*** Opening Records for the exercise ***
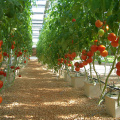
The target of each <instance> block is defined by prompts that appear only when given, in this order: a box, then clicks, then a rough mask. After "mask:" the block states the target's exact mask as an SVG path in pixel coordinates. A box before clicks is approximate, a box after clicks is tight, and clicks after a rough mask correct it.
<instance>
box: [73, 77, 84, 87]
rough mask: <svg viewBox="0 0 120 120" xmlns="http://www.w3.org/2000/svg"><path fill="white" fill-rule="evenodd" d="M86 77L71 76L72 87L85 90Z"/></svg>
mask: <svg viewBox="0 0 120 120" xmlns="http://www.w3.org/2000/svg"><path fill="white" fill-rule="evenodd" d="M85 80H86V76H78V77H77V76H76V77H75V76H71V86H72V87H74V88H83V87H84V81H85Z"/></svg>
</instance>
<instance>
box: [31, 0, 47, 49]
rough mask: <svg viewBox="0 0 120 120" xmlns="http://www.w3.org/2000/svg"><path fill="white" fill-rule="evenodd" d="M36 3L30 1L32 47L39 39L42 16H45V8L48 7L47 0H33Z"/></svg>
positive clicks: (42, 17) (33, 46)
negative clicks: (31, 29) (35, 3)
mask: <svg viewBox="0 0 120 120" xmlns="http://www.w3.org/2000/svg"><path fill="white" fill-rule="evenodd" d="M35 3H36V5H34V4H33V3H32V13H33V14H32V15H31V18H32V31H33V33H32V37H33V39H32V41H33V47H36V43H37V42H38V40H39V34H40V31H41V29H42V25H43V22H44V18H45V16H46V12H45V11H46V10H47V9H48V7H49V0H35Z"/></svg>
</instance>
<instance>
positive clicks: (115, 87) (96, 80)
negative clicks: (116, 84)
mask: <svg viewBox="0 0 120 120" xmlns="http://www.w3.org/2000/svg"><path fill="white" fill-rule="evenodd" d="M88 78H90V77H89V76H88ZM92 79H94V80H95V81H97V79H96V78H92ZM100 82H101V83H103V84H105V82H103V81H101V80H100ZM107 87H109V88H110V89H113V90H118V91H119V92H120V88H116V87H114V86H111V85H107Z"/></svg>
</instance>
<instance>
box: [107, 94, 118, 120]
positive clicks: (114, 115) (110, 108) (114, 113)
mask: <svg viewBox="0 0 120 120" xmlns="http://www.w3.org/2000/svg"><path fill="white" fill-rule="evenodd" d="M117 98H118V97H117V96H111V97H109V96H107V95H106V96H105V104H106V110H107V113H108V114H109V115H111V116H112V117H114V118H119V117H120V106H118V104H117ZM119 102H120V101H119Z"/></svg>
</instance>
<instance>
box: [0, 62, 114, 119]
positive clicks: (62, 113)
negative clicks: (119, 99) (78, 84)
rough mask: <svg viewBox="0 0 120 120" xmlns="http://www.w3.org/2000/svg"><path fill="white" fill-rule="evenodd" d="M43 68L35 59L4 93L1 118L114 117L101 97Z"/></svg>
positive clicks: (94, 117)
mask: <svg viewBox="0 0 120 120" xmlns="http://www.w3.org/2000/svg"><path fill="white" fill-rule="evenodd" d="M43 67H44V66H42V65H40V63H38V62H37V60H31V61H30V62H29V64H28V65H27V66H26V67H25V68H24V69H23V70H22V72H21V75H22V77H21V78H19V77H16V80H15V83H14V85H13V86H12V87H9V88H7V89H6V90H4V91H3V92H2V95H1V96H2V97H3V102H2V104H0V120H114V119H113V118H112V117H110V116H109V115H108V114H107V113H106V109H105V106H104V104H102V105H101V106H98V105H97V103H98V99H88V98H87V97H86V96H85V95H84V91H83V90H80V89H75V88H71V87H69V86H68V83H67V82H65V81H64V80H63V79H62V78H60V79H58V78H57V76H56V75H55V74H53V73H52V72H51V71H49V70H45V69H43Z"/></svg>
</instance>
*** Closing Records for the exercise ***
**Aim of the task**
Copy the listing over exactly, skipping the pictures it holds.

**Answer space**
The target of each <instance> block is defined by prompts that appear only when given, in this order: a box, then clicks, then a rough mask. After "mask:" the block states the target's exact mask as an SVG path in pixel coordinates. A box before clicks is approximate, a box after clicks is tight, and clicks after a rough mask correct it.
<instance>
box: [73, 77, 84, 87]
rough mask: <svg viewBox="0 0 120 120" xmlns="http://www.w3.org/2000/svg"><path fill="white" fill-rule="evenodd" d="M86 77L71 76L72 87L85 90Z"/></svg>
mask: <svg viewBox="0 0 120 120" xmlns="http://www.w3.org/2000/svg"><path fill="white" fill-rule="evenodd" d="M85 80H86V76H78V77H77V76H76V77H75V76H71V86H72V87H74V88H83V87H84V81H85Z"/></svg>
</instance>
<instance>
box: [31, 0, 47, 49]
rough mask: <svg viewBox="0 0 120 120" xmlns="http://www.w3.org/2000/svg"><path fill="white" fill-rule="evenodd" d="M36 3L30 1L32 47L39 39L42 16H45V8L48 7L47 0H33Z"/></svg>
positive clicks: (42, 17) (33, 46)
negative clicks: (31, 29) (35, 3)
mask: <svg viewBox="0 0 120 120" xmlns="http://www.w3.org/2000/svg"><path fill="white" fill-rule="evenodd" d="M35 3H36V5H34V4H33V3H32V13H33V14H32V15H31V18H32V31H33V33H32V37H33V39H32V41H33V47H36V43H37V42H38V40H39V34H40V31H41V29H42V25H43V22H44V18H45V16H46V12H45V11H46V10H47V9H48V7H49V0H35Z"/></svg>
</instance>
<instance>
positive clicks: (115, 87) (96, 80)
negative clicks: (116, 84)
mask: <svg viewBox="0 0 120 120" xmlns="http://www.w3.org/2000/svg"><path fill="white" fill-rule="evenodd" d="M88 78H90V77H89V76H88ZM92 79H94V80H95V81H97V79H96V78H92ZM100 82H101V83H103V84H105V82H103V81H101V80H100ZM107 87H109V88H110V89H113V90H118V91H119V92H120V88H116V87H114V86H111V85H107Z"/></svg>
</instance>
<instance>
box: [107, 94, 118, 120]
positive clicks: (114, 115) (110, 108) (114, 113)
mask: <svg viewBox="0 0 120 120" xmlns="http://www.w3.org/2000/svg"><path fill="white" fill-rule="evenodd" d="M117 98H118V97H117V96H111V97H109V96H107V95H106V96H105V104H106V110H107V113H108V114H109V115H111V116H112V117H114V118H119V117H120V106H118V104H117ZM119 102H120V101H119Z"/></svg>
</instance>
<instance>
box: [0, 62, 114, 119]
positive clicks: (62, 113)
negative clicks: (119, 99) (78, 84)
rough mask: <svg viewBox="0 0 120 120" xmlns="http://www.w3.org/2000/svg"><path fill="white" fill-rule="evenodd" d="M43 68L35 59L4 93L1 118L114 117L101 97Z"/></svg>
positive clicks: (94, 117)
mask: <svg viewBox="0 0 120 120" xmlns="http://www.w3.org/2000/svg"><path fill="white" fill-rule="evenodd" d="M43 67H44V66H42V65H40V63H38V62H37V60H31V61H30V62H29V64H28V65H27V66H26V67H25V68H24V69H23V70H22V72H21V75H22V77H21V78H19V77H16V80H15V83H14V85H13V86H12V87H9V88H7V89H6V90H4V91H3V92H2V95H1V96H2V97H3V102H2V104H0V120H114V119H113V118H112V117H110V116H109V115H108V114H107V113H106V109H105V106H104V104H102V105H101V106H98V105H97V103H98V99H88V98H87V97H86V96H85V95H84V91H83V90H80V89H75V88H71V87H69V86H68V83H67V82H65V81H64V80H63V79H62V78H60V79H58V78H57V76H56V75H55V74H53V73H52V72H51V71H49V70H45V69H43Z"/></svg>
</instance>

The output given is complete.